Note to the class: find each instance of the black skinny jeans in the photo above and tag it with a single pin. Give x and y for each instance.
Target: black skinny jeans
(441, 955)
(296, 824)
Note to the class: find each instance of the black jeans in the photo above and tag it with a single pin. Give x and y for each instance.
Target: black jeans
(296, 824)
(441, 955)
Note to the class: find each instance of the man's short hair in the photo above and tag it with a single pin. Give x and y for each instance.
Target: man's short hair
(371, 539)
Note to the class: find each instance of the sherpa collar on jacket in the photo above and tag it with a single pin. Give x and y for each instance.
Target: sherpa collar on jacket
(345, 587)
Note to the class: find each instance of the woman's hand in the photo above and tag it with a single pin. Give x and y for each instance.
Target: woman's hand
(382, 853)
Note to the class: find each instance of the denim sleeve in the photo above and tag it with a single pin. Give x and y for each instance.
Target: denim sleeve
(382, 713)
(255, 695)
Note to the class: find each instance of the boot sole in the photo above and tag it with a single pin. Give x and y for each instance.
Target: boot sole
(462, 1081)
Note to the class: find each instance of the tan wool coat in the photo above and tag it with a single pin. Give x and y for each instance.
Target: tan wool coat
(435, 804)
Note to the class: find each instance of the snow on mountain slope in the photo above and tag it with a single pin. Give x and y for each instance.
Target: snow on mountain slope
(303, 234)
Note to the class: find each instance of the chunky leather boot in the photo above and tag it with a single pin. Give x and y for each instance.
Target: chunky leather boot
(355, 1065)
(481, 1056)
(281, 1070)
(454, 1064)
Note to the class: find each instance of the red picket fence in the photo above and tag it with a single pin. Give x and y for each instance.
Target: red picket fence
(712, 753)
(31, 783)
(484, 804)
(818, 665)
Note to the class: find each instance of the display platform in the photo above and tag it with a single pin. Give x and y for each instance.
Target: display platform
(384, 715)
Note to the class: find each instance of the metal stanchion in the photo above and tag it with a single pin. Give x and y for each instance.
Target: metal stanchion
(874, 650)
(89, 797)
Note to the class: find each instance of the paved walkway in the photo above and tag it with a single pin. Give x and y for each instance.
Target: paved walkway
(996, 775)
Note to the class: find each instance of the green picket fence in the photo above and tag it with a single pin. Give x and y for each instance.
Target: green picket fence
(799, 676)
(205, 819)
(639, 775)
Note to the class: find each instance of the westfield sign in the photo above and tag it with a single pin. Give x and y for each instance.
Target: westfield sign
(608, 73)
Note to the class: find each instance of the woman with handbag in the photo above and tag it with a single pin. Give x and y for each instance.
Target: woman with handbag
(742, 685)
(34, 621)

#### PROBLEM TO WORK ON:
Repeat the material above in full, keeping every word.

#### RESULT:
Note to the class: find each instance of the black skinny jeans in the photo above and tag it with a single pin. Give x and y for each instance.
Target: black skinny jeans
(441, 955)
(296, 824)
Note to the class: find each instance of the black jeans in the photo above and tag it with a single pin. Give x and y for each instance.
Target: black jeans
(296, 824)
(441, 955)
Note to the class: find each instance of the man's short hair in the photo above and tag it with a single pin. Give x and y for each instance.
Target: man's short hair
(371, 539)
Note to the class: find each instance of the sherpa collar on jacket in the photo above and tag it with a single pin. Give x and y for each instance.
Target: sherpa collar on jacket
(345, 587)
Note to the class: find each instance of the woman's hand in the photo above and tag it with a single pin. Give x and y for each instance.
Target: woman's hand
(382, 853)
Note to the class: find each instance of the denim sleeve in the photo above and tag it with a single pin. Give x and y for each instance.
Target: denim sleeve
(382, 713)
(255, 695)
Note to the class: find each instance of the boot sole in the photo above and tag it with a single pin. Give x and y for each instance.
Target: boot sole
(462, 1081)
Note to the class: find each instance of the tan wool coat in the photo above and tag it with a single pin. Give x and y for each instance.
Target: tan wool coat
(435, 804)
Note to the class: find each instance of the snow on mountain slope in the photo above and tag it with a single pin. Give x and y for each instance.
Target: snow on mountain slope
(303, 234)
Note to the class: find each instance of the chunky leather boot in the photo above and tag it with a single pin. Give x and y for each instance.
Target: chunky leather boot
(355, 1065)
(481, 1056)
(281, 1070)
(454, 1064)
Note to the class: find each instance of the red picket fence in the photo above and tag it with a single pin. Give x and y for each instance.
Target: red picket fence
(712, 753)
(31, 783)
(484, 804)
(818, 665)
Note to the class: find each instance of the display platform in the photo above and tag it with a single pin. Give x and y for each instance.
Target: display platform
(384, 715)
Note to the class: find each instance of the metal stanchion in the photo above and tag it with a single pin. Give x and y for each instance.
Target: metal stanchion
(874, 650)
(89, 797)
Note to the class: find each instance of the paved walkway in the photo above and tag it with a single pin. Give x and y for each instance.
Target: paved walkway
(996, 775)
Note to the class: find each instance of the green picket fence in the photo above and tag it with a single pin. Give x and y for each instance.
Target: green picket fence
(799, 676)
(205, 819)
(639, 775)
Note to the class: find each instance of the westfield sign in the photo above and tag it with a single pin. Give x and y for each instance.
Target: westfield sign
(608, 73)
Note to the class: find each instance of the woman with handbag in the photo above and tag it with a single pin. Give x and y for each instance.
Target: woman with handbag
(742, 685)
(34, 621)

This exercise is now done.